» **Documento de origem**
• • • • • • •

COIMBRA,
A EPIDEMIA E O FUTURO
A
pandemia de covid-19 atingiu os países do primeiro mundo e pôs-lhes os sistemas
de saúde à prova. E a surpresa é que alguns se portaram bastante mal. As
instituições, as organizações, os serviços, e as pessoas, só se sabe o que
valem quando postos sob pressão. Como um cirurgião é testado nas situações
imprevistas de maior complicação e dificuldade, o sistema de saúde dum país tem
de se mostrar capaz de reagir adequadamente a momentos inesperados de
emergência sanitária. Por outras palavras, ambos têm de estar preparados para
essas eventualidades. E espera-se que das situações de stress e aperto
possam retirar ensinamentos para o futuro.

• • • • • • •

» **Registos de dados**
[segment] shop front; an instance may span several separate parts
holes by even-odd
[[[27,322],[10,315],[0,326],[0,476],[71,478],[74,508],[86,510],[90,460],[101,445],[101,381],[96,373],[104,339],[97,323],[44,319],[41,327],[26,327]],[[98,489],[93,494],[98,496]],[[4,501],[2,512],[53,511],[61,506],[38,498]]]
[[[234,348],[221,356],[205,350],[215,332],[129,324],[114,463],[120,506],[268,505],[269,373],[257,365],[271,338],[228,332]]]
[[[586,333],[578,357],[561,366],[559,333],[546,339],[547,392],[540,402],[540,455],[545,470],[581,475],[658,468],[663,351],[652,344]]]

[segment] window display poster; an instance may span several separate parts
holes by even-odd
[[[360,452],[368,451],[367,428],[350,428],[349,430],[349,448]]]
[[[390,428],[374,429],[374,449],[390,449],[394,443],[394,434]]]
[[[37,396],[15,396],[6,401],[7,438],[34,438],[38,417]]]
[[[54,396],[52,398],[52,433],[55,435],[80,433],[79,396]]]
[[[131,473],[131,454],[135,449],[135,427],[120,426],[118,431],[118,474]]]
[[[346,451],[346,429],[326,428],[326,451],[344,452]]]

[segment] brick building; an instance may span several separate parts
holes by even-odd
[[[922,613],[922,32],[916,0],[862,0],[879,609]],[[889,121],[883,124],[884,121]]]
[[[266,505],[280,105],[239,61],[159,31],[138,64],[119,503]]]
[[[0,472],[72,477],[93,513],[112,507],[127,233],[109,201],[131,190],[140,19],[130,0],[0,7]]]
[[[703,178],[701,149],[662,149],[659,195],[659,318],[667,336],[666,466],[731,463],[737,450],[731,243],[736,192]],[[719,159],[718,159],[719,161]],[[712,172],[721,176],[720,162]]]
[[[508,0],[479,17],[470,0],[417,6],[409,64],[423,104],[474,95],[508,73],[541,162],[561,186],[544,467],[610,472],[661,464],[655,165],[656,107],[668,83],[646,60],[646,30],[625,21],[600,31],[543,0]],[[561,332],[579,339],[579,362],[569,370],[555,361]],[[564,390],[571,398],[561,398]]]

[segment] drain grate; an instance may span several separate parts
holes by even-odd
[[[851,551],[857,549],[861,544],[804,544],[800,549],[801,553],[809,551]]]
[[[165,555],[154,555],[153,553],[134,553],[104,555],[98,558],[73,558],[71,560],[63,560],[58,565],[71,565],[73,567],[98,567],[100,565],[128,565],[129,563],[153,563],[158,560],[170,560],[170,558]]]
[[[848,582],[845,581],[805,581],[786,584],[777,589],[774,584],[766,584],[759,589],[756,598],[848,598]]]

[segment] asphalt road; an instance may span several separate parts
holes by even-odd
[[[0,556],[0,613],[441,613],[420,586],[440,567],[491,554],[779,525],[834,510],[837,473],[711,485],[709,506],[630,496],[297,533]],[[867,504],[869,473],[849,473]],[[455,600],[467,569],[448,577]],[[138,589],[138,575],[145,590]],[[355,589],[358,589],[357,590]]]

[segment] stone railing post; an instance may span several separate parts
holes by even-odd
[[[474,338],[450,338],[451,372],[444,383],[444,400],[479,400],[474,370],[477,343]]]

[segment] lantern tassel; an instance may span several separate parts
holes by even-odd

• • • • • • •

» **Tarefa proposta**
Diga se cada afirmação concorda com o texto sobre a epidemia e o futuro. Responda sim ou não e cite as palavras decisivas do texto.
(a) A pandemia pôs à prova os sistemas de saúde dos países do primeiro mundo.
(b) O valor das instituições conhece-se em períodos de calma.
(c) O sistema de saúde de um país é comparado a um cirurgião.

» **Resolução do exercício**
(a) Sim: "atingiu os países do primeiro mundo e pôs-lhes os sistemas de saúde à prova"
(b) Não: "só se sabe o que valem quando postos sob pressão"
(c) Sim: "Como um cirurgião é testado nas situações imprevistas de maior complicação e dificuldade, o sistema de saúde dum país tem de se mostrar capaz de reagir adequadamente"